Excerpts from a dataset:
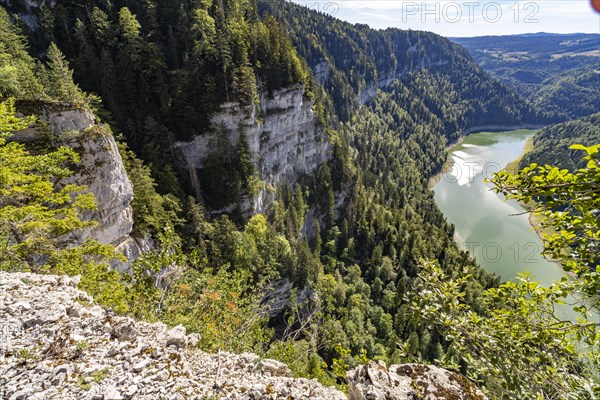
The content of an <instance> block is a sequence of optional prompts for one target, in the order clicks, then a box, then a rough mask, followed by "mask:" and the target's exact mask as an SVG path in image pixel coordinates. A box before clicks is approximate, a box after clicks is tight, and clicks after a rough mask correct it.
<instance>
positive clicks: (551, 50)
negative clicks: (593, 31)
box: [452, 33, 600, 118]
mask: <svg viewBox="0 0 600 400" xmlns="http://www.w3.org/2000/svg"><path fill="white" fill-rule="evenodd" d="M452 41H454V42H455V43H458V44H460V45H462V46H464V47H465V48H466V49H467V50H468V51H469V52H470V53H471V55H472V56H473V58H474V59H475V61H477V63H479V64H480V65H481V66H482V67H483V68H484V69H485V70H486V71H488V72H490V74H492V76H494V77H496V78H498V79H500V80H501V81H503V82H504V83H506V84H507V85H508V86H509V87H511V88H512V89H514V90H516V91H517V92H518V93H519V94H521V95H522V96H523V97H524V98H526V99H528V100H529V101H531V102H532V103H533V104H535V105H536V106H537V107H539V108H542V109H544V110H547V111H550V112H554V113H558V114H560V115H561V116H562V117H563V118H577V117H581V116H585V115H589V114H592V113H596V112H599V111H600V104H599V102H598V101H597V99H596V97H597V95H598V93H599V92H600V34H582V33H576V34H566V35H561V34H547V33H539V34H527V35H510V36H482V37H473V38H452Z"/></svg>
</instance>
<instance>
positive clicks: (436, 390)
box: [347, 361, 487, 400]
mask: <svg viewBox="0 0 600 400" xmlns="http://www.w3.org/2000/svg"><path fill="white" fill-rule="evenodd" d="M347 378H348V388H349V398H350V399H356V400H414V399H420V400H439V399H446V400H450V399H455V400H487V398H486V397H485V396H484V394H483V393H482V392H481V391H480V390H479V389H478V388H477V387H476V386H475V385H473V383H471V381H469V380H468V379H467V378H465V377H464V376H462V375H460V374H457V373H456V372H451V371H448V370H445V369H443V368H439V367H436V366H433V365H423V364H403V365H392V366H390V368H389V369H388V368H386V365H385V363H384V362H383V361H371V362H369V363H368V364H367V365H364V366H362V367H358V368H356V369H354V370H352V371H349V372H348V374H347Z"/></svg>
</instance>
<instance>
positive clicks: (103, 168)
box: [13, 106, 152, 272]
mask: <svg viewBox="0 0 600 400" xmlns="http://www.w3.org/2000/svg"><path fill="white" fill-rule="evenodd" d="M38 118H39V119H40V120H41V121H44V122H46V123H47V124H48V126H47V131H46V132H43V131H42V130H40V129H39V128H29V129H26V130H24V131H21V132H18V133H16V134H15V135H14V136H13V138H14V140H18V141H20V142H32V141H38V140H46V141H50V142H51V143H50V144H51V145H52V146H59V145H65V146H69V147H71V148H73V149H74V150H75V151H76V152H77V153H78V154H79V155H80V163H79V164H77V166H76V168H75V171H74V173H73V175H71V176H69V177H68V178H67V179H65V183H73V184H76V185H83V186H86V187H87V189H88V191H89V192H91V193H93V194H94V197H95V198H96V204H97V208H98V209H97V210H95V211H88V212H85V213H84V214H83V216H82V217H83V219H84V220H94V221H97V224H96V226H94V227H91V228H87V229H82V230H78V231H76V232H73V233H71V234H69V235H68V236H67V237H66V238H65V242H66V244H80V243H83V242H85V241H86V240H87V239H95V240H97V241H99V242H100V243H104V244H112V245H114V246H116V247H117V249H118V250H120V251H122V253H123V254H124V255H125V256H126V257H127V258H128V259H129V260H133V259H135V258H137V257H138V256H139V255H140V253H141V252H142V251H145V250H149V249H150V248H151V246H152V243H151V242H150V241H149V240H147V239H134V238H132V237H131V236H130V233H131V231H132V229H133V213H132V209H131V205H130V204H131V200H132V199H133V187H132V185H131V181H130V180H129V177H128V176H127V172H126V171H125V167H124V166H123V160H122V158H121V155H120V154H119V150H118V148H117V144H116V142H115V140H114V138H113V137H112V135H111V134H110V132H108V130H106V128H104V127H103V126H101V125H97V124H96V121H95V117H94V115H93V113H92V112H91V111H89V110H86V109H72V108H66V107H61V106H56V107H53V108H52V109H51V108H50V107H43V108H42V109H41V110H40V111H39V116H38ZM115 266H116V267H118V268H119V270H121V272H122V270H124V269H126V265H125V264H123V263H116V264H115Z"/></svg>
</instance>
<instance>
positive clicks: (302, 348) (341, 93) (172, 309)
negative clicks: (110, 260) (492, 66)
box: [0, 0, 549, 397]
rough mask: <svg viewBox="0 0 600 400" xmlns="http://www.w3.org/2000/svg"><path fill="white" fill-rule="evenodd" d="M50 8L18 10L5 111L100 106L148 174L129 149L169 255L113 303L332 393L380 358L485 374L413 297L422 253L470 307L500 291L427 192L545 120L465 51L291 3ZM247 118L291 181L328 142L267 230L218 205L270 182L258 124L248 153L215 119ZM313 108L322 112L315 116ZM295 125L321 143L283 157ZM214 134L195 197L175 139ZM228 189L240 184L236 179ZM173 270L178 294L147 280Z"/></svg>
mask: <svg viewBox="0 0 600 400" xmlns="http://www.w3.org/2000/svg"><path fill="white" fill-rule="evenodd" d="M27 4H28V5H29V8H27ZM35 4H36V1H31V2H28V3H21V2H11V3H10V7H9V8H8V10H9V13H6V12H4V10H3V9H0V32H1V33H2V35H0V67H1V68H0V72H1V73H0V83H1V85H0V100H2V101H3V102H4V101H5V100H8V102H7V103H6V104H8V106H3V110H4V112H5V113H7V114H13V110H12V106H11V104H12V100H9V98H16V99H17V100H40V99H42V100H44V101H50V102H62V103H65V102H66V103H67V105H70V106H72V107H86V106H87V105H89V104H90V103H91V105H92V106H95V107H96V108H97V113H98V114H99V115H100V116H101V117H102V119H103V121H107V122H109V123H110V125H111V126H112V129H113V130H114V131H116V132H121V133H122V134H123V135H122V137H123V139H124V140H125V141H127V142H128V144H129V145H130V147H131V148H132V149H133V150H134V151H135V153H136V154H137V157H140V158H141V159H142V160H143V161H144V162H142V161H141V160H139V159H138V158H137V157H136V154H134V153H133V152H132V151H128V150H126V149H125V147H124V146H123V147H121V153H122V156H123V158H124V162H125V164H126V165H125V167H126V168H127V173H128V175H129V178H130V179H131V181H132V183H133V192H134V193H133V201H132V204H131V207H132V209H133V219H134V230H135V231H137V232H138V233H139V234H140V235H150V236H151V237H152V239H153V240H154V241H155V243H156V244H157V249H155V251H153V252H149V253H147V254H144V255H142V256H141V259H140V260H141V261H139V262H137V263H134V265H133V267H132V274H131V275H132V276H130V277H129V278H128V279H130V280H129V281H128V280H126V279H124V280H123V281H119V279H120V278H119V277H115V276H114V275H112V278H113V279H114V280H115V281H114V282H113V281H111V285H112V286H113V287H114V288H117V289H118V290H117V289H114V288H113V287H111V288H110V290H106V289H105V287H103V286H102V287H101V288H99V289H98V291H99V292H100V293H99V294H100V295H101V298H102V296H106V298H108V299H111V300H114V298H115V296H117V297H118V296H119V295H120V294H123V293H125V294H127V296H125V295H123V297H120V298H118V299H117V300H119V305H120V306H122V307H120V308H119V310H129V311H130V312H132V313H133V314H135V315H136V316H138V317H144V318H149V319H157V320H162V321H164V322H166V323H168V324H171V325H176V324H183V325H184V326H185V327H186V328H187V329H188V331H190V332H198V333H200V334H201V343H200V346H201V347H202V348H203V349H205V350H209V351H215V350H217V349H220V350H235V351H240V352H241V351H247V350H253V351H260V352H262V353H263V354H266V355H268V356H269V357H275V358H278V359H280V360H282V361H286V362H289V363H290V365H291V366H292V367H293V369H294V373H295V374H297V375H301V376H307V377H310V378H318V379H320V380H321V381H322V382H327V383H336V382H337V383H341V382H343V381H344V379H345V372H346V370H348V369H349V368H351V367H354V366H357V365H358V364H361V363H363V362H364V360H365V359H367V358H369V359H381V360H386V361H388V362H390V363H395V362H398V361H401V360H407V359H411V360H427V361H434V360H441V359H442V358H444V359H446V360H448V361H447V362H448V363H453V365H459V364H460V366H461V367H462V369H463V370H464V371H465V372H468V371H469V368H470V364H469V363H468V362H467V361H466V359H465V358H463V357H462V356H461V353H460V352H459V351H457V350H456V348H454V349H453V348H452V339H447V338H446V328H438V327H434V326H432V325H431V324H430V323H424V322H423V318H422V313H421V311H420V310H417V311H415V310H414V309H413V308H411V307H412V304H413V303H412V302H411V301H410V299H411V296H412V295H418V296H421V295H422V294H423V292H422V291H420V289H419V285H420V284H421V283H422V276H421V277H419V274H420V273H422V272H423V268H424V260H433V261H434V262H435V263H436V264H437V265H439V267H440V269H441V270H442V271H443V273H444V274H445V275H444V276H447V277H448V278H449V279H460V287H461V295H460V298H461V305H462V304H468V305H470V306H471V307H472V309H474V310H476V311H477V312H479V311H481V312H482V313H484V310H485V307H486V306H487V305H486V303H484V302H483V301H482V298H481V295H482V292H483V291H484V290H485V289H487V288H492V287H495V286H497V285H498V280H497V278H495V277H493V276H491V275H490V274H488V273H486V272H484V271H483V270H482V269H480V268H479V267H477V265H476V264H475V262H474V261H473V259H471V258H470V256H469V254H468V253H467V252H464V251H462V250H460V249H459V248H458V246H457V245H456V243H455V242H454V228H453V227H452V226H451V225H449V224H448V223H447V222H446V220H445V218H444V216H443V215H442V213H441V212H440V211H439V210H438V208H437V206H436V204H435V201H434V198H433V195H432V192H431V191H430V190H428V188H427V181H428V178H429V177H430V176H431V175H432V174H434V173H435V172H438V171H439V170H440V168H441V167H442V165H443V163H444V161H445V157H446V153H445V147H446V145H447V144H448V142H449V141H452V140H455V139H457V137H458V136H459V135H460V134H461V133H462V131H463V130H464V129H467V128H471V127H474V126H477V125H488V124H498V125H506V124H508V125H515V124H521V123H541V122H545V121H548V120H549V119H548V117H547V116H543V115H540V114H539V113H537V112H536V111H535V109H534V108H533V107H531V106H530V105H529V104H528V103H527V102H526V101H525V100H523V99H521V98H520V97H519V96H517V95H516V94H514V93H513V92H511V90H510V89H508V88H507V87H505V86H504V85H503V84H501V83H499V82H497V81H495V80H494V79H493V78H491V77H490V76H489V75H488V74H487V73H486V72H484V71H483V70H482V69H481V68H480V67H478V66H477V65H476V64H475V63H474V62H473V60H472V59H471V57H470V56H469V55H468V54H467V53H466V52H465V51H464V49H462V48H461V47H459V46H457V45H454V44H452V43H451V42H450V41H448V40H447V39H444V38H442V37H440V36H437V35H434V34H430V33H424V32H412V31H400V30H394V29H390V30H386V31H375V30H372V29H370V28H368V27H366V26H362V25H350V24H347V23H344V22H341V21H339V20H336V19H333V18H331V17H329V16H326V15H323V14H319V13H317V12H314V11H311V10H309V9H307V8H305V7H300V6H297V5H294V4H291V3H287V2H283V1H273V2H269V3H267V2H259V3H258V4H256V3H255V2H254V1H252V0H250V1H244V0H223V1H221V0H216V1H210V0H160V1H159V0H147V1H143V2H134V1H126V0H115V1H113V2H107V1H104V0H88V1H86V2H56V3H52V2H50V3H47V2H44V1H39V4H40V5H39V6H34V5H35ZM19 28H20V29H19ZM25 37H28V38H29V43H30V46H29V47H28V46H26V45H25V42H26V39H25ZM28 52H29V54H28ZM63 53H64V56H63ZM32 56H33V57H32ZM65 56H66V57H65ZM72 70H74V73H73V71H72ZM71 75H73V76H74V78H75V81H76V83H78V84H79V85H80V86H81V88H83V89H85V91H86V92H93V93H97V94H98V97H97V98H94V97H93V96H91V97H90V96H89V95H87V94H85V93H84V92H83V91H81V90H80V89H79V88H78V87H77V86H76V85H74V83H73V81H72V79H71ZM319 82H321V83H322V85H321V84H319ZM34 86H35V87H34ZM379 87H381V88H382V89H383V90H377V89H378V88H379ZM286 88H287V89H288V93H289V91H290V90H296V93H301V94H300V95H298V96H297V97H291V96H288V98H287V99H288V100H289V99H296V100H297V101H296V100H294V102H293V103H294V104H292V105H290V106H289V107H288V106H287V105H288V103H286V102H285V101H282V100H281V98H279V99H277V98H276V97H277V93H280V91H279V89H282V90H283V92H284V93H285V89H286ZM290 88H292V89H290ZM294 88H295V89H294ZM298 88H301V89H298ZM265 98H271V100H272V104H271V107H270V109H269V108H268V107H264V108H263V106H262V105H263V104H264V103H266V101H263V99H265ZM100 100H101V101H100ZM280 100H281V101H280ZM288 102H289V101H288ZM17 103H18V102H17ZM69 103H70V104H69ZM3 104H4V103H3ZM224 104H225V105H226V106H227V107H229V108H227V107H222V106H223V105H224ZM240 104H241V107H237V106H238V105H240ZM282 106H285V108H283V107H282ZM234 107H237V109H238V110H241V112H245V111H247V112H249V113H252V112H254V111H256V112H255V113H254V114H253V115H252V118H254V120H253V121H252V124H250V125H252V126H255V125H261V126H266V125H267V124H269V123H271V124H272V125H271V126H275V127H276V128H273V129H272V130H271V131H268V132H265V131H263V132H262V133H264V135H262V134H261V135H256V136H255V137H257V138H258V141H260V144H259V145H262V144H264V145H265V146H266V147H269V148H273V149H275V151H273V153H277V154H280V155H282V156H283V159H284V160H285V161H286V162H287V164H283V167H285V168H289V169H292V170H294V171H296V170H299V169H300V168H299V167H300V166H299V165H290V164H293V160H295V158H294V156H296V155H297V154H299V153H300V154H301V153H303V151H304V150H307V152H308V151H313V152H314V151H315V148H316V144H315V143H317V142H318V143H319V146H322V147H321V148H326V149H327V151H328V152H329V154H328V157H327V159H326V160H327V161H326V162H319V163H318V165H314V167H315V168H314V169H312V170H311V172H310V173H307V174H306V175H307V176H302V177H299V179H297V180H296V181H295V182H293V184H289V185H285V184H282V185H279V187H274V186H273V187H266V186H267V185H264V186H265V187H263V188H262V189H261V190H263V191H268V192H270V193H271V194H272V196H273V199H274V202H273V203H272V204H271V207H270V208H268V209H267V210H265V212H264V214H258V215H254V216H250V218H249V220H248V218H246V219H244V218H233V217H232V216H234V213H233V212H231V213H229V214H228V213H227V211H228V208H226V207H227V206H229V202H228V201H229V199H227V203H226V202H219V201H218V200H219V199H220V197H218V196H217V193H216V191H214V190H207V188H208V189H212V188H217V187H218V188H219V190H220V191H221V192H234V191H235V190H237V189H240V188H243V189H244V190H246V192H250V191H251V190H250V186H251V185H250V182H249V181H250V180H253V181H254V182H255V183H256V181H257V180H260V179H257V176H256V173H255V167H256V165H255V164H257V161H256V160H260V159H261V157H262V156H263V154H259V153H258V152H257V151H256V148H253V149H251V148H250V146H249V144H248V143H247V142H245V141H244V140H243V139H244V135H243V134H242V133H243V131H244V126H242V125H243V124H240V125H237V126H234V127H233V128H232V130H236V129H237V130H238V132H237V133H238V135H237V140H236V141H235V142H234V143H228V141H227V140H224V139H228V134H227V132H224V130H218V129H214V127H212V126H211V123H210V120H211V116H213V115H214V113H215V111H216V110H222V109H226V110H230V109H232V108H234ZM301 107H304V111H306V113H305V114H303V115H308V117H306V118H301V117H300V116H299V113H300V112H301V111H302V109H300V108H301ZM265 108H267V109H266V110H265ZM294 113H295V114H294ZM231 114H233V112H232V113H231ZM283 114H285V118H287V121H297V120H299V119H303V120H306V121H308V122H307V123H306V124H305V125H306V126H304V128H306V129H304V130H303V131H300V130H294V129H292V128H294V126H293V125H292V124H288V125H287V126H288V128H289V127H292V128H289V129H288V132H287V133H289V134H290V135H289V136H287V137H291V139H292V140H295V139H297V138H298V137H300V136H303V135H304V136H310V137H311V138H312V139H313V142H311V143H312V144H315V145H314V146H313V147H312V148H309V146H306V147H304V148H300V147H296V146H295V145H294V144H292V145H291V146H288V147H283V146H282V147H277V146H279V145H280V144H281V143H280V142H277V138H276V134H277V133H279V131H280V130H281V129H279V128H280V127H281V126H282V124H280V122H282V121H283V120H284V117H283ZM224 120H225V119H224ZM315 120H316V122H315ZM225 122H228V121H225ZM229 122H230V121H229ZM246 127H247V126H246ZM254 132H255V133H256V132H258V130H255V131H254ZM67 133H68V132H67ZM209 134H212V135H213V136H212V138H213V139H215V141H216V142H218V144H219V145H220V144H223V148H224V150H222V151H216V152H214V153H213V154H211V155H210V156H209V157H208V160H209V162H208V163H207V164H204V165H202V166H197V167H196V166H192V168H190V170H192V171H193V173H194V174H195V175H197V176H198V177H200V180H201V181H202V179H205V180H208V179H214V180H215V181H216V182H217V183H218V184H215V185H213V186H208V185H205V186H204V190H203V196H198V197H190V196H189V195H190V194H191V191H187V192H186V189H188V188H186V187H183V186H182V185H181V184H180V182H181V178H182V175H184V174H186V173H187V171H186V170H185V169H184V171H183V173H181V174H180V175H179V176H177V175H176V174H175V173H174V170H175V169H176V168H173V164H174V163H175V162H174V159H175V158H176V157H175V156H174V155H173V154H174V153H175V149H174V146H172V144H173V143H174V142H177V141H179V143H181V142H186V143H190V142H194V141H197V142H201V140H199V138H205V137H206V136H208V135H209ZM282 142H285V143H284V144H288V145H289V142H291V141H287V142H286V141H285V140H283V141H282ZM201 144H203V143H201ZM325 145H326V146H325ZM282 149H283V150H282ZM196 150H198V152H200V151H203V150H206V146H203V145H199V146H198V147H197V148H196ZM280 150H281V151H280ZM284 150H285V151H284ZM288 160H292V161H289V162H288ZM1 161H2V160H0V162H1ZM259 162H260V161H259ZM207 165H210V166H211V167H212V168H208V167H207ZM263 165H269V163H264V164H263ZM280 165H281V164H280ZM179 172H181V168H180V169H179ZM264 172H265V175H266V176H268V175H274V174H277V173H278V172H279V171H277V170H276V167H275V166H272V169H271V170H266V171H264ZM190 175H192V174H190ZM222 178H227V179H230V180H231V181H235V186H234V185H231V186H227V185H220V181H218V180H219V179H222ZM251 178H252V179H251ZM258 178H264V176H260V177H258ZM196 183H198V182H196ZM201 183H204V182H200V184H201ZM263 183H264V182H263ZM258 184H260V182H258ZM157 191H158V193H157ZM246 194H247V193H246ZM205 206H206V208H208V210H206V209H205V208H204V207H205ZM215 210H216V211H217V212H215V213H210V212H208V211H215ZM219 213H220V214H222V215H217V214H219ZM2 226H3V225H1V224H0V228H1V227H2ZM306 232H312V233H313V235H307V234H305V233H306ZM0 233H1V232H0ZM36 243H37V242H36ZM27 256H28V257H29V258H35V257H30V254H27ZM3 268H4V267H3ZM171 268H174V269H175V272H176V273H174V274H173V275H172V276H171V278H170V279H172V282H171V284H170V285H169V286H168V287H166V288H165V287H162V286H161V287H156V285H154V283H155V282H154V281H152V279H150V278H149V276H148V273H149V272H148V271H165V270H169V269H171ZM48 271H49V272H55V273H62V270H61V271H58V272H57V271H56V270H52V269H51V268H50V269H49V270H48ZM83 273H84V274H85V271H84V272H83ZM84 279H87V280H88V281H92V282H94V283H96V282H102V278H98V279H96V277H94V276H92V277H90V276H89V274H88V275H86V276H84ZM124 286H125V287H126V288H124ZM292 288H294V290H293V289H292ZM295 289H297V290H295ZM265 293H267V294H269V293H270V294H271V295H273V296H276V297H277V299H276V300H278V302H277V305H278V307H279V308H278V309H276V310H275V311H273V312H271V313H270V314H269V316H270V320H268V321H267V320H266V319H267V318H266V317H265V316H264V314H260V315H259V314H257V312H256V310H257V309H258V308H259V306H260V301H261V299H264V298H265V297H266V296H265V297H263V295H265ZM294 293H295V294H294ZM96 297H97V296H96ZM117 300H114V301H115V302H116V301H117ZM121 303H123V304H121ZM429 308H435V307H429ZM517 347H518V346H517ZM468 361H472V359H471V360H468ZM486 362H487V361H486ZM486 368H487V366H486ZM488 370H489V369H488ZM494 371H497V370H494ZM500 373H501V372H498V374H500ZM494 374H495V372H494ZM478 379H479V378H478ZM481 379H484V378H481ZM500 379H506V381H507V382H510V379H511V377H510V376H504V377H503V378H500ZM495 380H496V377H495V376H494V377H493V378H492V377H490V381H489V383H490V384H493V383H494V381H495ZM486 383H488V382H487V381H486ZM517 397H518V396H517Z"/></svg>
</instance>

== Goal of the exercise ==
Among the lines above, return those that contain the string "positive".

== Response to this exercise ==
positive clicks: (551, 50)
positive clicks: (436, 390)
positive clicks: (103, 168)
positive clicks: (302, 348) (341, 93) (172, 309)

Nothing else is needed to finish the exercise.